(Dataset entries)

----------

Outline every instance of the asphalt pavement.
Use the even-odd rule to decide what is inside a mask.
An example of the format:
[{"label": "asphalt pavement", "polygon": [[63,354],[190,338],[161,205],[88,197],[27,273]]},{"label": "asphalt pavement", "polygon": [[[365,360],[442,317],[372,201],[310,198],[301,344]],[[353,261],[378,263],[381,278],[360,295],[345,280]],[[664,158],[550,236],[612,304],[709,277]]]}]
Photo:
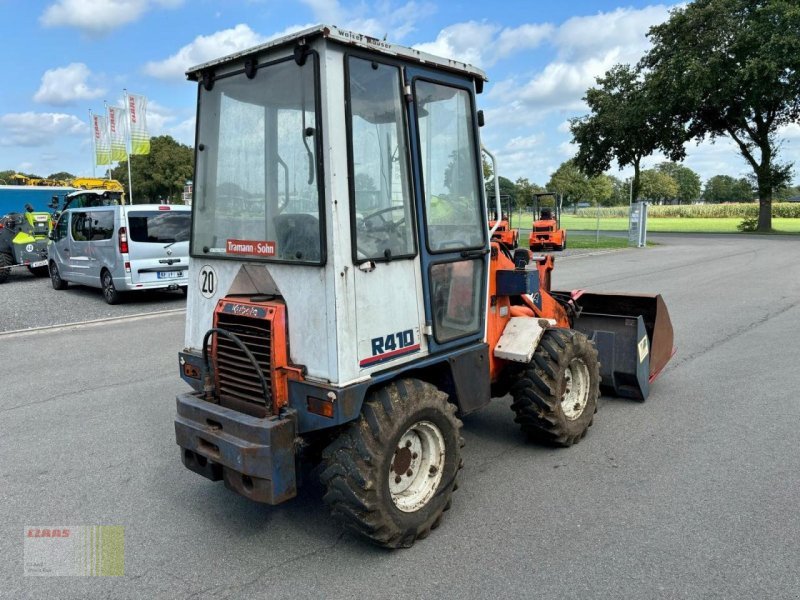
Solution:
[{"label": "asphalt pavement", "polygon": [[180,291],[131,292],[123,295],[121,304],[111,306],[100,288],[71,283],[57,291],[49,277],[35,277],[25,267],[15,267],[0,285],[0,332],[182,308],[186,297]]},{"label": "asphalt pavement", "polygon": [[[180,314],[0,336],[2,598],[797,598],[800,242],[680,236],[564,257],[554,286],[661,292],[678,354],[568,449],[509,400],[464,419],[453,507],[413,548],[186,470]],[[101,300],[102,301],[102,300]],[[123,525],[125,576],[23,576],[26,526]]]}]

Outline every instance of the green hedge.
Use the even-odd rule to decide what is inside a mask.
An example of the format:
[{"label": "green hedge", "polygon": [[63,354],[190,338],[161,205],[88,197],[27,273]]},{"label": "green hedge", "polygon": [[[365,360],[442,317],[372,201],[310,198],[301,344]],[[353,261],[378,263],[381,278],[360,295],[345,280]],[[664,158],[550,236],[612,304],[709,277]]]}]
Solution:
[{"label": "green hedge", "polygon": [[[572,214],[565,211],[564,214]],[[595,217],[596,208],[581,208],[579,217]],[[647,216],[651,219],[686,218],[686,219],[720,219],[720,218],[753,218],[758,216],[758,204],[691,204],[674,206],[647,207]],[[772,216],[784,219],[800,218],[800,202],[774,202]],[[603,219],[628,218],[627,206],[609,206],[600,208],[600,217]]]}]

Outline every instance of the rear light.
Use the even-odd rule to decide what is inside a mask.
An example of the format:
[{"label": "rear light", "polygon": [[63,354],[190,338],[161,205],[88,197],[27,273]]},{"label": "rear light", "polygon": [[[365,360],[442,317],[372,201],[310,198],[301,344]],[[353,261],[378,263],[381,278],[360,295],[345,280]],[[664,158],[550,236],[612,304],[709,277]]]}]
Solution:
[{"label": "rear light", "polygon": [[124,227],[119,228],[119,251],[122,254],[128,253],[128,232]]},{"label": "rear light", "polygon": [[161,206],[158,207],[158,210],[169,210],[169,206],[162,204]]},{"label": "rear light", "polygon": [[131,272],[131,263],[129,263],[127,260],[125,261],[125,272],[126,273]]},{"label": "rear light", "polygon": [[306,406],[310,413],[328,417],[329,419],[334,417],[334,406],[330,398],[323,400],[322,398],[315,398],[314,396],[306,396]]}]

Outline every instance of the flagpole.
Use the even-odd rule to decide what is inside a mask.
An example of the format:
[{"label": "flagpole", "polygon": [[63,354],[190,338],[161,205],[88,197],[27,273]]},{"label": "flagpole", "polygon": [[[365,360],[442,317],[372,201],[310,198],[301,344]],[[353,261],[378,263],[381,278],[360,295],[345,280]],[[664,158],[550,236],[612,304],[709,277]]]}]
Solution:
[{"label": "flagpole", "polygon": [[[108,101],[103,100],[103,106],[106,107],[106,126],[108,127],[108,143],[111,144],[111,115],[108,114]],[[111,151],[113,154],[113,150]],[[112,159],[108,161],[108,168],[106,169],[106,179],[111,181],[111,167],[114,164]]]},{"label": "flagpole", "polygon": [[125,114],[128,115],[128,142],[125,144],[128,150],[128,196],[130,203],[133,204],[133,178],[131,177],[131,151],[133,150],[133,141],[131,140],[131,105],[128,100],[128,90],[123,88],[122,92],[125,94]]},{"label": "flagpole", "polygon": [[92,109],[89,109],[89,132],[92,134],[92,177],[96,177],[97,173],[95,172],[95,167],[97,166],[95,163],[97,162],[97,146],[95,144],[94,139],[94,115],[92,114]]}]

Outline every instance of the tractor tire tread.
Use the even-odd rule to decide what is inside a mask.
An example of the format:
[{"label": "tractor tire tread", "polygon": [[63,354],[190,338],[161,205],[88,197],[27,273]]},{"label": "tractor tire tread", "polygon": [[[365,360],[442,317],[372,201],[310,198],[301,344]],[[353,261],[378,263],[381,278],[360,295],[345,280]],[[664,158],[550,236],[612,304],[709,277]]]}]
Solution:
[{"label": "tractor tire tread", "polygon": [[[582,358],[589,373],[584,412],[574,420],[561,409],[559,375],[573,358]],[[597,350],[585,335],[571,329],[548,329],[531,362],[523,366],[510,386],[514,420],[530,439],[552,446],[571,446],[592,425],[600,396]]]},{"label": "tractor tire tread", "polygon": [[[450,481],[442,481],[426,506],[416,513],[403,514],[394,507],[388,485],[381,478],[384,470],[388,473],[387,460],[391,461],[386,454],[387,445],[403,435],[415,414],[429,409],[440,411],[450,428],[449,435],[454,436],[455,448],[448,446],[447,452],[455,456],[446,463],[453,472]],[[447,394],[416,379],[396,380],[371,392],[361,416],[346,425],[322,453],[320,480],[326,490],[323,500],[333,516],[347,529],[388,548],[410,547],[427,537],[450,507],[455,478],[462,465],[460,447],[464,440],[456,410]],[[442,433],[448,438],[448,432]]]}]

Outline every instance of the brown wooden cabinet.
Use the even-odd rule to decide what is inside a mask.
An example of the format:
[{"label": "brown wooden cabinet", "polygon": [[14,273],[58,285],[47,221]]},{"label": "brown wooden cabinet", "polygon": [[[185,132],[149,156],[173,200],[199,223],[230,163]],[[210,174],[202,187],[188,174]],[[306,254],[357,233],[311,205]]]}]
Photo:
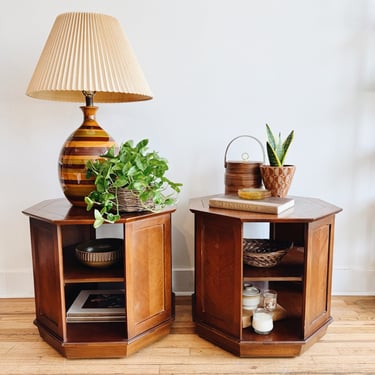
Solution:
[{"label": "brown wooden cabinet", "polygon": [[[96,238],[92,212],[64,199],[43,201],[29,216],[35,286],[35,324],[43,339],[67,358],[127,356],[170,332],[171,213],[125,214],[122,264],[108,269],[78,262],[75,245]],[[81,290],[124,290],[126,321],[67,323]]]},{"label": "brown wooden cabinet", "polygon": [[[190,202],[195,215],[194,319],[197,333],[241,357],[293,357],[324,333],[332,321],[331,274],[335,214],[340,208],[319,199],[295,197],[279,215],[208,207]],[[245,223],[267,223],[269,238],[294,247],[273,268],[243,264]],[[287,317],[268,335],[242,328],[243,282],[266,282],[278,292]]]}]

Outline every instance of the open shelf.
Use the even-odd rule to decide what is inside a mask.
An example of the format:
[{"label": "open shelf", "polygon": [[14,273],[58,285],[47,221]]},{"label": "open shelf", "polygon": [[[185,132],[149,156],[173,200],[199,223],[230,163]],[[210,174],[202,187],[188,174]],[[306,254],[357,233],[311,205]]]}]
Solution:
[{"label": "open shelf", "polygon": [[92,282],[92,283],[68,283],[65,285],[65,306],[66,310],[70,308],[74,300],[77,298],[81,290],[124,290],[123,282],[106,283],[106,282]]},{"label": "open shelf", "polygon": [[302,321],[299,318],[291,317],[273,322],[274,327],[268,335],[259,335],[252,327],[242,329],[242,340],[261,343],[277,343],[282,341],[302,340]]},{"label": "open shelf", "polygon": [[274,321],[274,328],[267,335],[255,333],[251,326],[243,328],[242,340],[264,343],[302,340],[302,283],[270,282],[269,287],[277,291],[277,303],[286,310],[286,317]]},{"label": "open shelf", "polygon": [[302,281],[304,272],[304,251],[293,247],[275,267],[260,268],[244,264],[244,281]]},{"label": "open shelf", "polygon": [[124,267],[122,263],[109,268],[94,268],[83,265],[76,258],[75,246],[64,248],[64,280],[66,284],[89,282],[123,282]]},{"label": "open shelf", "polygon": [[67,323],[69,342],[101,342],[126,340],[125,322]]}]

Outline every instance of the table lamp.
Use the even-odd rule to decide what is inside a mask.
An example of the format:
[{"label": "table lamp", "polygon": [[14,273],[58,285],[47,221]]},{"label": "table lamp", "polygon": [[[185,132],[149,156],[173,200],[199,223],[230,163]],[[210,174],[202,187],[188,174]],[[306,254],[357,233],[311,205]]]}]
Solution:
[{"label": "table lamp", "polygon": [[95,189],[86,163],[98,159],[115,141],[99,126],[99,103],[152,99],[151,90],[121,28],[111,16],[64,13],[44,46],[26,95],[37,99],[85,102],[83,123],[66,140],[59,157],[60,184],[74,206]]}]

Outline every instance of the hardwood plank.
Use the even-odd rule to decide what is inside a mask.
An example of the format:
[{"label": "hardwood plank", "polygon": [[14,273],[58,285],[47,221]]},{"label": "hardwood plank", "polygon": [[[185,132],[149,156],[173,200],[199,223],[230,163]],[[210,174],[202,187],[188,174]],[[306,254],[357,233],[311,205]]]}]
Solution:
[{"label": "hardwood plank", "polygon": [[191,300],[176,298],[172,333],[119,359],[68,360],[33,325],[33,299],[0,299],[0,374],[375,374],[375,297],[332,298],[327,334],[296,358],[238,358],[194,333]]}]

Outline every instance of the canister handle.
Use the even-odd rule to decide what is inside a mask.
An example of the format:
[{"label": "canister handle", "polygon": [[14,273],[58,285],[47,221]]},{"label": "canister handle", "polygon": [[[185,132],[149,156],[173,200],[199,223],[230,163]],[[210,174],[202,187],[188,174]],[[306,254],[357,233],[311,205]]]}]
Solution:
[{"label": "canister handle", "polygon": [[225,154],[224,154],[224,168],[227,167],[227,153],[228,153],[228,150],[229,150],[230,145],[231,145],[235,140],[237,140],[238,138],[242,138],[242,137],[251,138],[251,139],[253,139],[254,141],[258,142],[258,144],[259,144],[259,146],[260,146],[260,148],[261,148],[261,150],[262,150],[262,154],[263,154],[263,164],[265,163],[265,161],[266,161],[266,153],[265,153],[265,151],[264,151],[264,147],[263,147],[263,145],[262,145],[262,142],[261,142],[258,138],[253,137],[252,135],[244,134],[244,135],[239,135],[238,137],[233,138],[233,139],[228,143],[228,146],[227,146],[227,148],[225,149]]}]

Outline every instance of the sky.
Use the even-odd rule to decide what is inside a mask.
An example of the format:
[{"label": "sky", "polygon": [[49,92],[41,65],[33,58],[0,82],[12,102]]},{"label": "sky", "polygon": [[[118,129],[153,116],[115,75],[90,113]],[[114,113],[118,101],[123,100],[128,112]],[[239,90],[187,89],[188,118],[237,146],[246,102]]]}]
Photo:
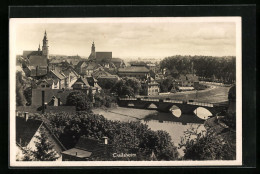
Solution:
[{"label": "sky", "polygon": [[49,54],[88,57],[94,41],[96,51],[111,51],[119,58],[236,55],[234,22],[19,23],[16,53],[37,50],[45,30]]}]

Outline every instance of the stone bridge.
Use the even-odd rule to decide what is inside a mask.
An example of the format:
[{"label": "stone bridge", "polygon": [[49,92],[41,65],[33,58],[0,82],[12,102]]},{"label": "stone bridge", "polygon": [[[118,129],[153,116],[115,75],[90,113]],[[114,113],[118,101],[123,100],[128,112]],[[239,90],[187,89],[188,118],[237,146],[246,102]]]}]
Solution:
[{"label": "stone bridge", "polygon": [[[158,111],[170,112],[172,106],[180,108],[182,114],[194,114],[194,111],[199,108],[205,108],[212,113],[212,116],[216,116],[223,110],[228,108],[228,105],[221,103],[205,103],[195,102],[192,100],[182,101],[173,99],[147,99],[147,98],[118,98],[118,105],[120,107],[133,107],[138,109],[149,109],[151,104],[157,107]],[[130,106],[131,105],[131,106]]]}]

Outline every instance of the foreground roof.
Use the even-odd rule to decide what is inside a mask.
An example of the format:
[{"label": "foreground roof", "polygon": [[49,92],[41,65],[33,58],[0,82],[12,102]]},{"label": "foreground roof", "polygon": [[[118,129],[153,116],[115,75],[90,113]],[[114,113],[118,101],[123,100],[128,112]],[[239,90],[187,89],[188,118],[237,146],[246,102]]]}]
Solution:
[{"label": "foreground roof", "polygon": [[81,150],[81,149],[78,149],[78,148],[72,148],[72,149],[63,151],[62,153],[66,154],[66,155],[77,156],[79,158],[88,158],[92,154],[91,152],[88,152],[86,150]]},{"label": "foreground roof", "polygon": [[25,121],[23,117],[16,117],[16,142],[22,147],[27,146],[42,123],[41,120],[28,119]]}]

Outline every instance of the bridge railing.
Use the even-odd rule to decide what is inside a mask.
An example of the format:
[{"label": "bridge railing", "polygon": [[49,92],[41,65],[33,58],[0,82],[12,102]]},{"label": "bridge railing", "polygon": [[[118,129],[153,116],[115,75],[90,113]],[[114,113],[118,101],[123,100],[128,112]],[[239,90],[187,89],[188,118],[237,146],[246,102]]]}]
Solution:
[{"label": "bridge railing", "polygon": [[182,100],[163,100],[163,102],[167,102],[167,103],[183,103]]},{"label": "bridge railing", "polygon": [[137,100],[137,98],[129,97],[129,98],[118,98],[119,100]]},{"label": "bridge railing", "polygon": [[154,98],[141,98],[142,101],[155,101],[159,102],[159,99],[154,99]]},{"label": "bridge railing", "polygon": [[197,106],[207,106],[207,107],[214,107],[212,103],[205,103],[205,102],[187,102],[189,105],[197,105]]},{"label": "bridge railing", "polygon": [[[136,101],[136,100],[141,100],[141,101],[149,101],[149,102],[159,102],[160,99],[153,99],[153,98],[134,98],[134,97],[129,97],[129,98],[119,98],[119,100],[125,100],[125,101]],[[197,106],[206,106],[206,107],[214,107],[214,104],[212,103],[206,103],[206,102],[195,102],[195,101],[182,101],[182,100],[173,100],[173,99],[164,99],[161,100],[162,102],[167,102],[167,103],[187,103],[189,105],[197,105]]]}]

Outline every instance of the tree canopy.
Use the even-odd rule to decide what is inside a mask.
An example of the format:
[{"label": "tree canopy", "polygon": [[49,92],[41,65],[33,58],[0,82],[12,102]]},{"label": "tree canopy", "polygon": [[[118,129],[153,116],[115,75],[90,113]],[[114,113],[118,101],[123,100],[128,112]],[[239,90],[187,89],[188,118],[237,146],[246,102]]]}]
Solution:
[{"label": "tree canopy", "polygon": [[214,76],[224,82],[233,82],[236,75],[236,57],[212,56],[171,56],[160,62],[160,68],[166,68],[172,77],[177,74],[195,73],[197,76],[210,78]]},{"label": "tree canopy", "polygon": [[71,92],[66,100],[67,106],[76,106],[77,111],[86,111],[90,110],[93,106],[90,97],[91,95],[87,95],[82,91],[73,91]]},{"label": "tree canopy", "polygon": [[116,82],[111,92],[118,96],[135,96],[141,90],[141,83],[136,78],[123,78]]},{"label": "tree canopy", "polygon": [[99,140],[106,136],[115,153],[135,149],[139,160],[148,160],[152,152],[157,160],[174,160],[178,157],[177,148],[167,132],[152,131],[140,122],[111,121],[90,112],[45,114],[45,118],[68,149],[73,148],[81,136]]}]

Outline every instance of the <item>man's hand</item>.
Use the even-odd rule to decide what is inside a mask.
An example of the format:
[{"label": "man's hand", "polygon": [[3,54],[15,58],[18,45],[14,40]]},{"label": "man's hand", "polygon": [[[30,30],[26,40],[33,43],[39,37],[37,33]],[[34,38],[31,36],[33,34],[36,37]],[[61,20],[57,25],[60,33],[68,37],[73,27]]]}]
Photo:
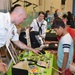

----------

▶ [Problem]
Going back over the entries above, copy word for word every line from the one that has "Outline every instance of the canister" on through the one that has "Outline every instance of the sky.".

▶ [Answer for this exercise]
Outline every instance of the canister handle.
Use the even-odd rule to decide what is inside a mask.
An example of the format:
[{"label": "canister handle", "polygon": [[14,273],[58,285],[47,221]]},{"label": "canister handle", "polygon": [[[185,132],[149,156],[173,200],[199,223],[230,163]],[[210,174],[202,187],[188,174]],[[306,254],[357,233],[311,205]]]}]
Solution:
[{"label": "canister handle", "polygon": [[225,154],[224,154],[224,168],[227,167],[227,153],[228,153],[228,150],[229,150],[230,145],[231,145],[235,140],[237,140],[238,138],[242,138],[242,137],[251,138],[251,139],[253,139],[254,141],[258,142],[258,144],[259,144],[259,146],[260,146],[260,148],[261,148],[261,150],[262,150],[262,154],[263,154],[263,164],[265,163],[265,161],[266,161],[266,153],[265,153],[265,151],[264,151],[264,147],[263,147],[263,145],[262,145],[262,142],[261,142],[258,138],[253,137],[252,135],[244,134],[244,135],[239,135],[238,137],[233,138],[233,139],[228,143],[228,146],[227,146],[227,148],[225,149]]}]

Outline every instance of the sky.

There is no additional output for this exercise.